__OPDRACHT__: Schrijf het volgende deel van de rechterlijke uitspraak over de ontnemingsvordering, te beginnen na de laatste regel ervan.

__AANGELEVERD FRAGMENT__:
- - - - - - -
De rechtbank heeft vastgesteld dat de verdachte wederrechtelijk voordeel heeft genoten, maar schat dit voordeel op € 5.000,-. De rechtbank heeft ook geconstateerd dat de benadeelde partij, [naam benadeelde partij], zich in de strafzaak heeft gesteld en dat zijn vordering tot schadevergoeding is toegewezen tot een bedrag van € 5.000,-. Gezien deze toewijzing heeft de rechtbank besloten dat er geen ruimte meer is voor de ontnemingsvordering van de officier van justitie.

Uiteindelijk heeft de rechtbank de vordering van de officier van justitie tot ontneming van het wederrechtelijk verkregen voordeel afgewezen. De uitspraak is gedaan door de voorzitter mr. C.A.M. Heeregrave en de rechters mrs. C. Kleinrensink en G. Eelsing, in aanwezigheid van griffier mr. J.C.W. Emmen. Het vonnis is uitgesproken tijdens de openbare terechtzitting op 9 augustus 2007.

Uitspraak

RECHTBANK ZWOLLE - LELYSTAD
Sector Strafrecht
Parketnr. : 07.400041-07
Datum : 9 augustus 2007
Beslissing op de vordering ex artikel 36e Wetboek van Strafrecht
d.d. 3 april 2007 van de officier van justitie in de zaak tegen:
[naam verdachte]
geboren op [geboortedatum/geboorteplaats]
wonende te [adres]
thans verblijvende in de [verblijfplaats]
[ ]
Het onderzoek ter terechtzitting heeft plaatsgevonden op 3 mei 2007 en 26 juli 2007.
[naam verdachte] is verschenen, bijgestaan door mr. R.W. van Faassen, advocaat te Zwolle.
De rechtbank heeft kennisgenomen van de stukken van het voorbereidend onderzoek in de strafzaak met opgemeld parketnummer tegen [naam verdachte], te weten:
- de stukken van het opsporingsonderzoek van Regiopolitie IJsselland, District Midden, Zwolle, dossiernummer PL04MI/06-506688;
- het door [naam verbalisant] op 26 maart 2006 in de wettelijke vorm opgemaakt proces-verbaal ter zake ontneming met dossiernummer PL04MI/06-506688.
- - - - - - -
__Items vermeld in een dataset__:
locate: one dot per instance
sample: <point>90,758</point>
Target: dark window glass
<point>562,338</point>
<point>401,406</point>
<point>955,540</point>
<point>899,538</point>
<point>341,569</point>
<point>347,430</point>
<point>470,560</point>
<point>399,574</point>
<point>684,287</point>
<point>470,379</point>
- - - - - - -
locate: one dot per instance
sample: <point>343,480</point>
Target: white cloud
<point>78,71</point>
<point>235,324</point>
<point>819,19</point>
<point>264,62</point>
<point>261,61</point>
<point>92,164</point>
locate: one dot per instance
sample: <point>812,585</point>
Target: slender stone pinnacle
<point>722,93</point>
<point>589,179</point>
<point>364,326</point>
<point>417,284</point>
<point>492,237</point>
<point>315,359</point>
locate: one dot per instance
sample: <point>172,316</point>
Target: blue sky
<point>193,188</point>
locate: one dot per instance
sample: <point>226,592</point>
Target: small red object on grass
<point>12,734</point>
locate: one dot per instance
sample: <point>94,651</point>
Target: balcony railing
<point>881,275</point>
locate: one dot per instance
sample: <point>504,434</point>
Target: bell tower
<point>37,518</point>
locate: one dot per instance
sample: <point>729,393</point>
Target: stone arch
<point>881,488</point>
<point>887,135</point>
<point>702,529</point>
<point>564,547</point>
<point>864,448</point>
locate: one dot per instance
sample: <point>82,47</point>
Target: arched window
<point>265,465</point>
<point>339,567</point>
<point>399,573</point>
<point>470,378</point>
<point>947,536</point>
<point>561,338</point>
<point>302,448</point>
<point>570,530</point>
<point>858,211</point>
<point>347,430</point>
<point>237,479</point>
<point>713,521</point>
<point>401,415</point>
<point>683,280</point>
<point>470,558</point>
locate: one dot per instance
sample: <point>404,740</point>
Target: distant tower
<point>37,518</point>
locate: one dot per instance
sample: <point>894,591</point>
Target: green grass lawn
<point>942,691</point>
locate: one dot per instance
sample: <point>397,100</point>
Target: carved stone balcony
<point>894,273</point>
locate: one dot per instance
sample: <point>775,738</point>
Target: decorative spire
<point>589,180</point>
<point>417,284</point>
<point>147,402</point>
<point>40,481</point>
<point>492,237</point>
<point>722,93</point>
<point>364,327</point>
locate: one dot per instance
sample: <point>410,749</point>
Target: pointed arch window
- - - - - - -
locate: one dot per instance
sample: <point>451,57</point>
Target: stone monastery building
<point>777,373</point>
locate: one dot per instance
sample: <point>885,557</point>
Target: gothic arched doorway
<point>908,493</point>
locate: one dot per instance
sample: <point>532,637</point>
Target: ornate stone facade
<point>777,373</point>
- - - - - - -
__ANTWOORD__:
OVERWEEGT
De officier van justitie heeft gevorderd dat [naam verdachte] zal worden veroordeeld tot betaling aan de Staat van het geschatte voordeel dat hij heeft genoten door middel van of uit de baten van de feiten, zoals ten laste gelegd in de strafzaak met opgemeld parketnummer, welk voordeel door de officier van justitie na een ter terechtzitting gedane aanpassing wordt geschat op
€ 8.500,-.
De rechtbank heeft [naam verdachte] in de onderliggende strafzaak met opgemeld parketnummer bij vonnis van 9 augustus 2007 onder meer veroordeeld ter zake afpersing.
De rechtbank is op grond van de stukken van voornoemd voorbereidend onderzoek en gelet op hetgeen ter terechtzitting naar voren is gebracht van oordeel dat [naam verdachte] wederrechtelijk voordeel heeft genoten door middel van en uit de baten van feit 4 ter zake waarvan [naam verdachte] bij opgemeld vonnis onder meer is veroordeeld.
De rechtbank schat dit voordeel op € 5.000,-. Hierbij wordt aangetekend dat niet kan worden vastgesteld dat [naam verdachte] wederrechtelijk voordeel heeft genoten door middel van of uit de baten van feit 2 op de tenlastelegging.
De rechtbank is bij haar schatting uitgegaan van de uit de voorhanden zijnde bewijsmiddelen voortvloeiende -als aannemelijk aan te merken- gegevens, waarop ook bovenvermeld proces-verbaal wederrechtelijk verkregen voordeel d.d. 26 maart 2006 is gebaseerd.
De rechtbank is voor
In de strafzaak tegen [naam verdachte] heeft benadeelde partij [naam benadeelde partij] zich gesteld. Zijn vordering is door de rechtbank toegewezen tot een bedrag van EUR 5.000,--. Gelet op deze toewijzing ziet de rechtbank thans geen ruimte meer voor toewijzing van de ontnemingsvordering van de officier van justitie.
BESLISSING
De rechtbank wijst de vordering van de officier van justitie d.d. 3 april 2007, strekkende tot ontneming van het wederrechtelijk verkregen voordeel, af.
Aldus gegeven door mr. C.A.M. Heeregrave, voorzitter, mrs. C. Kleinrensink en G. Eelsing, rechters, in tegenwoordigheid van mr. J.C.W. Emmen als griffier en uitgesproken ter openbare terechtzitting van 9 augustus 2007.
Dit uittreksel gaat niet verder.